- **WRITTEN INSTRUCTION**
Return the listing below word for word.

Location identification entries
*-*-*
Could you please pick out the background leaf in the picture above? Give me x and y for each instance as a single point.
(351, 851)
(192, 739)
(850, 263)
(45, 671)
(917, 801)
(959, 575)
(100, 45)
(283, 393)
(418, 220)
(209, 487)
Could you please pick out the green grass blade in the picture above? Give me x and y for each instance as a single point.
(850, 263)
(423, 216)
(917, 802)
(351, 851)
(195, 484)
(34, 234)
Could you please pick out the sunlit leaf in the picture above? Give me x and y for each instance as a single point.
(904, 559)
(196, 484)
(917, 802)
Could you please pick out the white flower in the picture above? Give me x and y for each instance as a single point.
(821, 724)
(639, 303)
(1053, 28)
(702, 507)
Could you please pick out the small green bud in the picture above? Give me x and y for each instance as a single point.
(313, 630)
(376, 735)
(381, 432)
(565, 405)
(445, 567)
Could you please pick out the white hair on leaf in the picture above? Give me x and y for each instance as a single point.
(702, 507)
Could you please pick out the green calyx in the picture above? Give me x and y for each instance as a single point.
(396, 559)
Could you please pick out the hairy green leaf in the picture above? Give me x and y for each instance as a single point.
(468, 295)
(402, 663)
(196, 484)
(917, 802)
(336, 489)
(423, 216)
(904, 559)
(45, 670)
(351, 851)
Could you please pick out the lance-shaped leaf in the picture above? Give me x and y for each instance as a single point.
*-*-*
- **FULL RESPONSE**
Could you please pick out the background leaf in the picture above? Give me x and y for each instance as a single point.
(351, 851)
(192, 739)
(850, 263)
(45, 671)
(917, 801)
(959, 575)
(100, 45)
(283, 393)
(418, 220)
(209, 487)
Could you please pick out the green grass blade in the picture above? Give me x and y for each instance as a single point.
(850, 263)
(423, 216)
(917, 802)
(351, 851)
(195, 484)
(34, 234)
Could you please pick out the sunlit leaf in the picture above? Give me x and y for each instance as a single point.
(904, 559)
(196, 484)
(917, 802)
Could you please pick out the white flower in the picture above? Give me x and y for each instance as a single point.
(821, 724)
(639, 303)
(1053, 28)
(702, 507)
Could you please pick out the small green bud in the picture above? Give me x and y for each instance as a single point.
(313, 630)
(376, 735)
(381, 432)
(565, 405)
(445, 567)
Could you please pick out the white hair on leaf in the picture above? Give me x and y for each instance as a single point.
(702, 507)
Could you please pick out the green calyx in the picture above? Give me x and y for each instance as a single point.
(396, 559)
Could you please pick out the hairy green leaf in the picture above? Give me x and y for each instance as a single point.
(468, 295)
(402, 663)
(196, 484)
(917, 802)
(336, 489)
(423, 216)
(904, 559)
(45, 670)
(351, 851)
Could you please pick out the lance-shaped leaf in the picture above? Give me x and y for each instance as a single point.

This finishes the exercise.